* _CHALLENGE_:
Set down the line that contains "the bird's tail" and every line after it to the end of the entries, exactly as they stand and nothing more.

* BEGIN DATASET EXCERPTS *

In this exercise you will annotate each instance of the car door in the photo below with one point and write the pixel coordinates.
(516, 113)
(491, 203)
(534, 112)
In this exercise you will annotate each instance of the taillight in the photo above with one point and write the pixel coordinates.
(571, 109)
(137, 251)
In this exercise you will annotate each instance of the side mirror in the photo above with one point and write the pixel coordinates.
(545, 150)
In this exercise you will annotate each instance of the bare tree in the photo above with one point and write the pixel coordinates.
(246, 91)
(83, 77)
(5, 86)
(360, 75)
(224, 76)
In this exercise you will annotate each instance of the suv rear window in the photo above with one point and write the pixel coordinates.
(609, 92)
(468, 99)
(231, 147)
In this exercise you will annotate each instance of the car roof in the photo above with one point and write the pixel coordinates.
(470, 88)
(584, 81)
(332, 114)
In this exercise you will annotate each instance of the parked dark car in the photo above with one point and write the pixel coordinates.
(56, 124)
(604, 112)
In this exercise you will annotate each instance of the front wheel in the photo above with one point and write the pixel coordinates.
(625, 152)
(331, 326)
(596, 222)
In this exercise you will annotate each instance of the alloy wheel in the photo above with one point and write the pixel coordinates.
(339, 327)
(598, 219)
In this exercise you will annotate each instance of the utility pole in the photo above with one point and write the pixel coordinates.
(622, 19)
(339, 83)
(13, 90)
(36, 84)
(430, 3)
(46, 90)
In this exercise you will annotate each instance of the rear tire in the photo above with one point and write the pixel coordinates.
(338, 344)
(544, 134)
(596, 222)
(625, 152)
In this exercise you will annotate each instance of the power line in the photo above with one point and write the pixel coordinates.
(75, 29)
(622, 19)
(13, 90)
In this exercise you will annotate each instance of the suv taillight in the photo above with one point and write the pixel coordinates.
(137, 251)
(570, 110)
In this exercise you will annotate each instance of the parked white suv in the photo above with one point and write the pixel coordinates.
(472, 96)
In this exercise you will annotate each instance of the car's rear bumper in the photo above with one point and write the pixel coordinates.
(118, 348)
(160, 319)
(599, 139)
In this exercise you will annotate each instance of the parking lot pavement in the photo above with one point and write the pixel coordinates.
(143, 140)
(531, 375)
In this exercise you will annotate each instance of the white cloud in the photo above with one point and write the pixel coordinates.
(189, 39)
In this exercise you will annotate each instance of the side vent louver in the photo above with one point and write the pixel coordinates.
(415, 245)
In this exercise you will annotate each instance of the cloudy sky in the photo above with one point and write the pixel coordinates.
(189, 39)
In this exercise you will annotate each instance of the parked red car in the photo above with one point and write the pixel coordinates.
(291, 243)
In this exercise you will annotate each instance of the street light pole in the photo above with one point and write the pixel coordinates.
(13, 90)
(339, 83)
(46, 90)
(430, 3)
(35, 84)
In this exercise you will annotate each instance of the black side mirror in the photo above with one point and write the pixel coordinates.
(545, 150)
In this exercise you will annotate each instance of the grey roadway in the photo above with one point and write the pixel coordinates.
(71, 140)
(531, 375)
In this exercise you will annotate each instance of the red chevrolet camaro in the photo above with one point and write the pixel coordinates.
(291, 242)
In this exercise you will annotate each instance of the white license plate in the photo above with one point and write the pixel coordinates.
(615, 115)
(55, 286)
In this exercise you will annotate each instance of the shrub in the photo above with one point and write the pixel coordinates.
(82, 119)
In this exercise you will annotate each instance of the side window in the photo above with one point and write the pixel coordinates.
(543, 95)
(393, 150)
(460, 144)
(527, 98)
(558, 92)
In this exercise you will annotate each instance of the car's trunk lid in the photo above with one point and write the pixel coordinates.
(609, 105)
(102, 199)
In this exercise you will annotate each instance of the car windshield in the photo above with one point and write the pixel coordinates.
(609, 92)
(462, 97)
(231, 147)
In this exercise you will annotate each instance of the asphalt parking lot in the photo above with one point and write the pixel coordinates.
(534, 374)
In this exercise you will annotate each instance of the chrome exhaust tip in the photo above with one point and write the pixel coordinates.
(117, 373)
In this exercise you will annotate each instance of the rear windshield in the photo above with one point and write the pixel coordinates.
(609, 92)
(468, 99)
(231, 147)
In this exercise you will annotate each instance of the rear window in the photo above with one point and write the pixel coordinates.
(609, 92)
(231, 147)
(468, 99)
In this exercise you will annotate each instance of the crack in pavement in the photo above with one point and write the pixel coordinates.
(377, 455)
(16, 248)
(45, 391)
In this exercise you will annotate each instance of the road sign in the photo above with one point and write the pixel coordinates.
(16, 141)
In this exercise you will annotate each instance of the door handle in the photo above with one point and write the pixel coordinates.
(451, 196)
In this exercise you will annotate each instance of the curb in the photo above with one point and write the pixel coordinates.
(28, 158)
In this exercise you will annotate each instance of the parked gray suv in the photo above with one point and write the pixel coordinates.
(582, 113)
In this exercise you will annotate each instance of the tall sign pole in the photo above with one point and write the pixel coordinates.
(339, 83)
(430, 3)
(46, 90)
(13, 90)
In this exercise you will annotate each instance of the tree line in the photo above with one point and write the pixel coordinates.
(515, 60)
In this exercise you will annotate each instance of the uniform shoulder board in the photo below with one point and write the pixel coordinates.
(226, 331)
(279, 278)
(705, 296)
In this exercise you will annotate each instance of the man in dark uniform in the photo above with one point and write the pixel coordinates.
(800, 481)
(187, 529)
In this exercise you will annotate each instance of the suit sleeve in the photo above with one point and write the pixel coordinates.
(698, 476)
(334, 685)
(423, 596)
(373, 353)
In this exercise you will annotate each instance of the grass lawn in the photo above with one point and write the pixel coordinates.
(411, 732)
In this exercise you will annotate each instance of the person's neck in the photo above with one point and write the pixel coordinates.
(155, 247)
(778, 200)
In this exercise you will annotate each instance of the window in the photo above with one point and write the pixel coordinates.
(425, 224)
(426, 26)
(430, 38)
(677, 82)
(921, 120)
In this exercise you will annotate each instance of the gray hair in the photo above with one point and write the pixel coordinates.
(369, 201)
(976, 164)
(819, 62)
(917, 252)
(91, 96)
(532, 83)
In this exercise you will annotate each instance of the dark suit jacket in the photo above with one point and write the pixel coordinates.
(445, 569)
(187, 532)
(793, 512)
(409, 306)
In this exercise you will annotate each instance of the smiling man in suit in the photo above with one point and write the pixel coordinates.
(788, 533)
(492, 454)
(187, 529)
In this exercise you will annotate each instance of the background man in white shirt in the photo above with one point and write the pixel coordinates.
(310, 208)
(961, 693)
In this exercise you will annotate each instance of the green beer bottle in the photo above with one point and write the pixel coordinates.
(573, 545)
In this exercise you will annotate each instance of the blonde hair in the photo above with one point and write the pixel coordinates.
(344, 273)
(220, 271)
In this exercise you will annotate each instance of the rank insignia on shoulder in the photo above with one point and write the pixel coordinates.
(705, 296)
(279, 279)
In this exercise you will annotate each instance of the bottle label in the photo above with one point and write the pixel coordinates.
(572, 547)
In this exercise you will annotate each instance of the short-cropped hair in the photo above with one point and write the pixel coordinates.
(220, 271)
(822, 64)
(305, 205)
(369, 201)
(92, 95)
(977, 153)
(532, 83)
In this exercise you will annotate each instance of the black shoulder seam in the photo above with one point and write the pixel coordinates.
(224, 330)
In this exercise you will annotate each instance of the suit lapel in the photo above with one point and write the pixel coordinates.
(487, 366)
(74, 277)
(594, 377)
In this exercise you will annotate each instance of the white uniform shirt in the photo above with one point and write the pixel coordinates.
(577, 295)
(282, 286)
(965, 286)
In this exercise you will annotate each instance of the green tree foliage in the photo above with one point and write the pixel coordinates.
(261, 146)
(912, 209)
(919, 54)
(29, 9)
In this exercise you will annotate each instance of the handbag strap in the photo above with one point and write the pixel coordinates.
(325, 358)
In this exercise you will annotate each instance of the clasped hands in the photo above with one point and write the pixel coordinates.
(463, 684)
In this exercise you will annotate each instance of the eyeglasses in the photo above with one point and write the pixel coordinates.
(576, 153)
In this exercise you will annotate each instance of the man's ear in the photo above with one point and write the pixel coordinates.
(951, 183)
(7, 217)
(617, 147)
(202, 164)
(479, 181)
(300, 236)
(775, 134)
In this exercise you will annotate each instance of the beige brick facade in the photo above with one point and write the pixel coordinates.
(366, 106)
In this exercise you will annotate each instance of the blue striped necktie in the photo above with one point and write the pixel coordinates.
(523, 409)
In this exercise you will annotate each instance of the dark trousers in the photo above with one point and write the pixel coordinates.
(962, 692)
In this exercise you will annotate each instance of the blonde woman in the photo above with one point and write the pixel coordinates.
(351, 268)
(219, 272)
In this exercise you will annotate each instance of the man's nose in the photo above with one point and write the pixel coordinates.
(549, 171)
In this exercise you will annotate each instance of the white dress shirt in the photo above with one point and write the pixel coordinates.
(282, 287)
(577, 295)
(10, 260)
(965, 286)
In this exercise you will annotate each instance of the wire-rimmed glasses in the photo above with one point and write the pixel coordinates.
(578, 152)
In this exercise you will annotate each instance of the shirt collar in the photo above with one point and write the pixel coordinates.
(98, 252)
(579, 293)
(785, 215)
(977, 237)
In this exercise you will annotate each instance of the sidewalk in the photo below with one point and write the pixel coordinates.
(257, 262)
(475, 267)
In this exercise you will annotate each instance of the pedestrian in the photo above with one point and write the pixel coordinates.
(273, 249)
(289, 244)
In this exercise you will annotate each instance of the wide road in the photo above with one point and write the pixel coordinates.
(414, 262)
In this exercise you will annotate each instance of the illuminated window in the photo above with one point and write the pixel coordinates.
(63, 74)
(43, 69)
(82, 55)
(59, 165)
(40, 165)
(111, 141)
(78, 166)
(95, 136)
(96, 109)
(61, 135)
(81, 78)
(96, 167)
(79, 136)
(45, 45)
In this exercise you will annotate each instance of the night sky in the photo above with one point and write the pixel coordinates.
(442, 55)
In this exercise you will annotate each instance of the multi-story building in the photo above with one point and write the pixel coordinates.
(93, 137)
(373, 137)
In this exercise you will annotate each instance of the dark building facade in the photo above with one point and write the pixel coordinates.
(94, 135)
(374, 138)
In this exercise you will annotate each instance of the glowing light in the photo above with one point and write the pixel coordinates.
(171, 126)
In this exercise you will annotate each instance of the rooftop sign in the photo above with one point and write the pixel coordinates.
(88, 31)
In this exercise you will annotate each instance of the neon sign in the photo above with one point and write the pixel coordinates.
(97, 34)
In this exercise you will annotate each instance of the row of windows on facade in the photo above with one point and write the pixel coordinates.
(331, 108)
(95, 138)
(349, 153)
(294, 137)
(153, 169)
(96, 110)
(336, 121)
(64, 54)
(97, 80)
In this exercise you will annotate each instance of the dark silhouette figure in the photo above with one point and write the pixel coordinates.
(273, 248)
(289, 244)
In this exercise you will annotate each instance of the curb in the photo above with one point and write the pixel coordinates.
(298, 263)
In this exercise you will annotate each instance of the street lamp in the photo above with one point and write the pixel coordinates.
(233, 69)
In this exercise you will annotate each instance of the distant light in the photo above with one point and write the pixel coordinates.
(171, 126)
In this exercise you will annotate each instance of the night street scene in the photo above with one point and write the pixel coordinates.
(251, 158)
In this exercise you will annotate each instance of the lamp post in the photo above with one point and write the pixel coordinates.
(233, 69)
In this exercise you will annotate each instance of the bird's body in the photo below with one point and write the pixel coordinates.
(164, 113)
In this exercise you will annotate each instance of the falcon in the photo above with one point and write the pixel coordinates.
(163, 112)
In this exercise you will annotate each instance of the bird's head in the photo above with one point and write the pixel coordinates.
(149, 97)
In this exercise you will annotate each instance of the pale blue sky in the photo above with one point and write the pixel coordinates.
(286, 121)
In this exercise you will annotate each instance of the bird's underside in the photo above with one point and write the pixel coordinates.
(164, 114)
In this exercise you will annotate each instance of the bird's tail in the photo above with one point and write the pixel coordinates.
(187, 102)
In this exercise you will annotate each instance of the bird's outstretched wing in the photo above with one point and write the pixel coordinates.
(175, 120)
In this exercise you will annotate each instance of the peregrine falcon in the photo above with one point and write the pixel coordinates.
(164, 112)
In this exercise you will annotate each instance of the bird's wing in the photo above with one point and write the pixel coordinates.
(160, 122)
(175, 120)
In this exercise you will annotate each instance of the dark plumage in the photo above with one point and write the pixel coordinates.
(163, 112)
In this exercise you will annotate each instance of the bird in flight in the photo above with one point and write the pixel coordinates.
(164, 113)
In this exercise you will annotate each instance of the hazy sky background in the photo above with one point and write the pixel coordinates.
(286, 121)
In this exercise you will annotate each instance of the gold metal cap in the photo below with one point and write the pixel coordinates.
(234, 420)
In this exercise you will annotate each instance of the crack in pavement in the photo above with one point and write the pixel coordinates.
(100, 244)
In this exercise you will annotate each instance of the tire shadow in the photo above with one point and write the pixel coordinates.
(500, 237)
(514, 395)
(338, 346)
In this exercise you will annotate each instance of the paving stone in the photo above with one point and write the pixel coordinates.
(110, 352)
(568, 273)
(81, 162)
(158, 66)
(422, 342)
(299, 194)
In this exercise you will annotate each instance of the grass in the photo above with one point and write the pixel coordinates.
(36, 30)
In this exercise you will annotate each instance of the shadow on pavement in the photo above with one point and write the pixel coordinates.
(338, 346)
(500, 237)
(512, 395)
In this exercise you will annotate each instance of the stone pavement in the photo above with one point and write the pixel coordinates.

* END DATASET EXCERPTS *

* _PROBLEM SOLUTION_:
In this exercise you will annotate each instance of the bird's tail in the photo above with one point and write the pixel coordinates.
(187, 102)
In this exercise you will annotate each instance of the bird's outstretched wing in the photo above with one point and write the pixel coordinates.
(175, 120)
In this exercise you will annotate each instance of the peregrine falcon in the photo above with one point and write the pixel coordinates.
(164, 112)
In this exercise you will annotate each instance of the bird's wing in the photo above with one point and write the pixel coordinates.
(160, 122)
(175, 120)
In this exercise you will annotate each instance of the dark plumage in the photo above with one point and write the pixel coordinates.
(163, 112)
In this exercise you will annotate each instance of the bird in flight in the photo above with one point and write the pixel coordinates.
(164, 113)
In this exercise you will annotate each instance of the hazy sky background in the photo above with one point and write the pixel coordinates.
(286, 121)
In this exercise you will annotate each instance of the gold metal cap in the photo below with one point and write the pixel coordinates.
(234, 420)
In this exercise you will annotate each instance of the crack in pavement in the photo above with one point and write the pixel coordinates.
(100, 244)
In this exercise you will annotate each instance of the tire shadow in the photo above with one point and write the pixel coordinates.
(500, 237)
(514, 395)
(338, 346)
In this exercise you will annotate each instance of the paving stone in the photo above with one point and write the pixel coordinates.
(110, 352)
(568, 273)
(81, 162)
(158, 66)
(422, 342)
(299, 194)
In this exercise you will annotate each instance of the grass in the photo above with one point and write the pixel coordinates.
(36, 30)
In this exercise you will annotate each instance of the shadow on pavement in the photo above with one point and write the pixel coordinates.
(338, 346)
(500, 237)
(512, 395)
In this exercise you will annotate each instance of the stone pavement in the photo above with one point and write the pixel coordinates.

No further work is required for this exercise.